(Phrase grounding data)
[Start of section]

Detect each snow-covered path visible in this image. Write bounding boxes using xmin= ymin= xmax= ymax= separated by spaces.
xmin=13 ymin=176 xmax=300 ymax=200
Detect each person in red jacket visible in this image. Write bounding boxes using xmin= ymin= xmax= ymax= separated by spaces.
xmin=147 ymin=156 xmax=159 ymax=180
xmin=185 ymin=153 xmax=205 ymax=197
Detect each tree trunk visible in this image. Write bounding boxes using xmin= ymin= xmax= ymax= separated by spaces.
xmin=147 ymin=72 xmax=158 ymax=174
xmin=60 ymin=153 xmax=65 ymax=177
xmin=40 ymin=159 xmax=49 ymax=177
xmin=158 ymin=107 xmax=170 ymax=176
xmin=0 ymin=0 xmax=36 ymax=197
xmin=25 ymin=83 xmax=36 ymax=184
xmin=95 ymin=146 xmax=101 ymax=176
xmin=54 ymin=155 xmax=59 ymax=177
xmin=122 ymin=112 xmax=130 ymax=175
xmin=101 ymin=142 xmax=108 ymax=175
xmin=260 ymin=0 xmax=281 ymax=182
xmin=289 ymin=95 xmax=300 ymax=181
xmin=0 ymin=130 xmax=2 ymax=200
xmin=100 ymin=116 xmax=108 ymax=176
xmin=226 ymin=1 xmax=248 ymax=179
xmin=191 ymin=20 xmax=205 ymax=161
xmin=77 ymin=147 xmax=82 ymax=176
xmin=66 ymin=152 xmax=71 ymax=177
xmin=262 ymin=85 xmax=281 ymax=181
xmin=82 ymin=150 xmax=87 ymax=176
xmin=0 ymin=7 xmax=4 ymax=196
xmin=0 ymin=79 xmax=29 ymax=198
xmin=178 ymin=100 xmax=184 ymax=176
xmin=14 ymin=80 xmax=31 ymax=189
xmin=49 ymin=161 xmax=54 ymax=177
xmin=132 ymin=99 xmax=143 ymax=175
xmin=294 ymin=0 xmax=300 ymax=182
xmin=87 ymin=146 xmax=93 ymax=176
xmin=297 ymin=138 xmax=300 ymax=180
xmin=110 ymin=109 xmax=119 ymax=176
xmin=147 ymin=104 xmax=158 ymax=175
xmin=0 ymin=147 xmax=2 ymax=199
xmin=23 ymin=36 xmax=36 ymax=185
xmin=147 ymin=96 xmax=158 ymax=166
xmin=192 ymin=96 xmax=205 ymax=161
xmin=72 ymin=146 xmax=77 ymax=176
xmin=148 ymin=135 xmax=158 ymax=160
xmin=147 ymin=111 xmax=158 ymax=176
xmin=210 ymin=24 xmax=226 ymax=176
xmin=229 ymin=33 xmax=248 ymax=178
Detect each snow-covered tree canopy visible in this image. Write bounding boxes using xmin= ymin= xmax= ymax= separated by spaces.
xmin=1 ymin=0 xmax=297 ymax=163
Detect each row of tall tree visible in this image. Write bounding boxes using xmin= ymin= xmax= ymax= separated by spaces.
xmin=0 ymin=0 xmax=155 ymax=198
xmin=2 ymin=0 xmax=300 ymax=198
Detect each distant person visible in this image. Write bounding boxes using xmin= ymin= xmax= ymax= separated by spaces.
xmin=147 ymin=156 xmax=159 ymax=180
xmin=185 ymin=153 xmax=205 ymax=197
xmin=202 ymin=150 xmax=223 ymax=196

[End of section]

WORK INSTRUCTIONS =
Each entry shown above must be retyped word for word.

COMPLETED EXERCISE =
Detect each snow-covered path visible in this image. Write bounding boxes using xmin= ymin= xmax= ymax= separated by spaces.
xmin=13 ymin=176 xmax=300 ymax=200
Detect each person in red jacket visible in this image. Write bounding boxes using xmin= ymin= xmax= ymax= separated by spaces.
xmin=147 ymin=156 xmax=159 ymax=180
xmin=185 ymin=153 xmax=205 ymax=197
Detect each tree trunk visible in this image. Write bounding boxes using xmin= ymin= xmax= ymax= separated by spaces.
xmin=147 ymin=72 xmax=158 ymax=174
xmin=60 ymin=153 xmax=65 ymax=177
xmin=40 ymin=159 xmax=49 ymax=177
xmin=158 ymin=107 xmax=170 ymax=176
xmin=0 ymin=0 xmax=36 ymax=197
xmin=25 ymin=83 xmax=36 ymax=184
xmin=95 ymin=146 xmax=101 ymax=176
xmin=54 ymin=155 xmax=59 ymax=177
xmin=122 ymin=112 xmax=130 ymax=175
xmin=101 ymin=142 xmax=108 ymax=175
xmin=260 ymin=0 xmax=281 ymax=182
xmin=289 ymin=95 xmax=300 ymax=181
xmin=0 ymin=130 xmax=2 ymax=200
xmin=100 ymin=116 xmax=108 ymax=176
xmin=226 ymin=1 xmax=248 ymax=179
xmin=191 ymin=20 xmax=205 ymax=161
xmin=77 ymin=147 xmax=82 ymax=176
xmin=66 ymin=152 xmax=71 ymax=177
xmin=262 ymin=85 xmax=281 ymax=181
xmin=82 ymin=150 xmax=87 ymax=176
xmin=0 ymin=7 xmax=4 ymax=196
xmin=0 ymin=79 xmax=29 ymax=198
xmin=178 ymin=100 xmax=184 ymax=176
xmin=14 ymin=80 xmax=31 ymax=189
xmin=49 ymin=161 xmax=54 ymax=177
xmin=132 ymin=99 xmax=143 ymax=175
xmin=294 ymin=0 xmax=300 ymax=182
xmin=87 ymin=146 xmax=93 ymax=176
xmin=297 ymin=138 xmax=300 ymax=180
xmin=110 ymin=109 xmax=119 ymax=176
xmin=147 ymin=104 xmax=158 ymax=175
xmin=0 ymin=147 xmax=2 ymax=199
xmin=23 ymin=36 xmax=36 ymax=185
xmin=147 ymin=96 xmax=158 ymax=166
xmin=192 ymin=96 xmax=205 ymax=161
xmin=72 ymin=146 xmax=77 ymax=176
xmin=148 ymin=135 xmax=158 ymax=160
xmin=147 ymin=111 xmax=158 ymax=176
xmin=210 ymin=24 xmax=226 ymax=176
xmin=229 ymin=33 xmax=248 ymax=178
Detect each snow-covered tree canopy visible in this image. Write bounding boxes using xmin= ymin= xmax= ymax= separated by spaces.
xmin=1 ymin=0 xmax=297 ymax=163
Detect each row of tall tree visible in this image. Write bounding boxes using xmin= ymin= xmax= ymax= separated by spaces.
xmin=0 ymin=0 xmax=155 ymax=198
xmin=2 ymin=0 xmax=300 ymax=198
Detect each distant person visible in this image. Write bounding boxes using xmin= ymin= xmax= ymax= separated by spaces.
xmin=147 ymin=156 xmax=159 ymax=180
xmin=185 ymin=153 xmax=205 ymax=197
xmin=202 ymin=150 xmax=223 ymax=196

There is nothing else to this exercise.